■ Exercise: Rescale the records from the line that contains "Expected behaviour: for every instance of the red" through the end of the records, inclusive. Reproduce every line, requests included, but multiply each coordinate in the answers by 2.45 and round it to a whole number, with halves rounding up.

--- start Records for the task ---

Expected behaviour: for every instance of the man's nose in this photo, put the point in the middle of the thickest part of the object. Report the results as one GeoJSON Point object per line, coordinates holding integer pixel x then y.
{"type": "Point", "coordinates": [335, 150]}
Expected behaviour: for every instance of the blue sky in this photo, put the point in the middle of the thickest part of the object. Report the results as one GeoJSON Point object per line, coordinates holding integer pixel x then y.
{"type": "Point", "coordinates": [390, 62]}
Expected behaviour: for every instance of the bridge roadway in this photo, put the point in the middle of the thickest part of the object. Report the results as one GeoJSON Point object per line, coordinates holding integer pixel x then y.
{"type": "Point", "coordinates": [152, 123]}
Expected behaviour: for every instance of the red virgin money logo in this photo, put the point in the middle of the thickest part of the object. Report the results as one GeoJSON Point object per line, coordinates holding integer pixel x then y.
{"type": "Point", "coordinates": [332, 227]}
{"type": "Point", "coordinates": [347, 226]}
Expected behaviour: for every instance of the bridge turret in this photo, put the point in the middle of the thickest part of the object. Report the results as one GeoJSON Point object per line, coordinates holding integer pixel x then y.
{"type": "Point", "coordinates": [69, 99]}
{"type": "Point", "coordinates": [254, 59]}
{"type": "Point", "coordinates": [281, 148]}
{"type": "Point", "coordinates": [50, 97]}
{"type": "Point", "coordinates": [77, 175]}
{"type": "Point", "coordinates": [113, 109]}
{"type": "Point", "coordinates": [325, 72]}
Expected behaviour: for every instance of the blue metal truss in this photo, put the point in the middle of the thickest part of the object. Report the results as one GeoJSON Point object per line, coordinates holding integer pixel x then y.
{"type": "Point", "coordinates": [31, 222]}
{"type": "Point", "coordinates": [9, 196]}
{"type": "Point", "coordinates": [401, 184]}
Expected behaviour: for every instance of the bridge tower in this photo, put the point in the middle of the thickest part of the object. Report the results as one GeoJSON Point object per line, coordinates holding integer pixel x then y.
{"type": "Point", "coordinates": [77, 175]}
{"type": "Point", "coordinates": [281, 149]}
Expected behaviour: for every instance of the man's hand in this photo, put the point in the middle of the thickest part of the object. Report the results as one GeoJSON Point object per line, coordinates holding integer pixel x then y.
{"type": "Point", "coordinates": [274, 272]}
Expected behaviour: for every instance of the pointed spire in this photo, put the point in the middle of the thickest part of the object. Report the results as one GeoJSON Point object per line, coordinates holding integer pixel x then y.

--- end Records for the task ---

■ Complete response:
Expected behaviour: for every instance of the red virgin money logo in this photo, put the point in the middle of the thickest part of the object. Report the results as one GeoJSON Point object per line, coordinates holding integer pixel x then y.
{"type": "Point", "coordinates": [813, 556]}
{"type": "Point", "coordinates": [850, 554]}
Expected behaviour: for every instance of the bridge turret in this photo, put the point in the middle of the thickest part of the object. Report the results as one GeoJSON Point object per line, coordinates holding integer pixel x then y.
{"type": "Point", "coordinates": [169, 243]}
{"type": "Point", "coordinates": [622, 145]}
{"type": "Point", "coordinates": [688, 363]}
{"type": "Point", "coordinates": [123, 238]}
{"type": "Point", "coordinates": [189, 429]}
{"type": "Point", "coordinates": [277, 267]}
{"type": "Point", "coordinates": [796, 176]}
Expected behaviour: for every instance of the blue metal truss in this photo, put the point in the middle of the thickest part of the object. Report the results as one GeoJSON Point object per line, coordinates holding integer pixel x then y.
{"type": "Point", "coordinates": [76, 544]}
{"type": "Point", "coordinates": [22, 480]}
{"type": "Point", "coordinates": [982, 451]}
Expected behaviour: for every instance of the bridge tower in this photo, put the point in the middle of the thickest part of the object. Report the results as one GeoJSON Point object per line, coordinates holding integer pixel x then y.
{"type": "Point", "coordinates": [189, 429]}
{"type": "Point", "coordinates": [688, 365]}
Expected behaviour: for every instance of the man's hand in this photo, put the point in the middle of the thickest part of the object. Report the results as one GeoJSON Point object per line, coordinates holding integer pixel x then y.
{"type": "Point", "coordinates": [671, 666]}
Expected behaviour: for every instance of the pointed spire in this photo, put the point in the middle of the thickest part of the object. Report the results as one GeoJSON Point object per line, coordinates holding integer pixel x then y.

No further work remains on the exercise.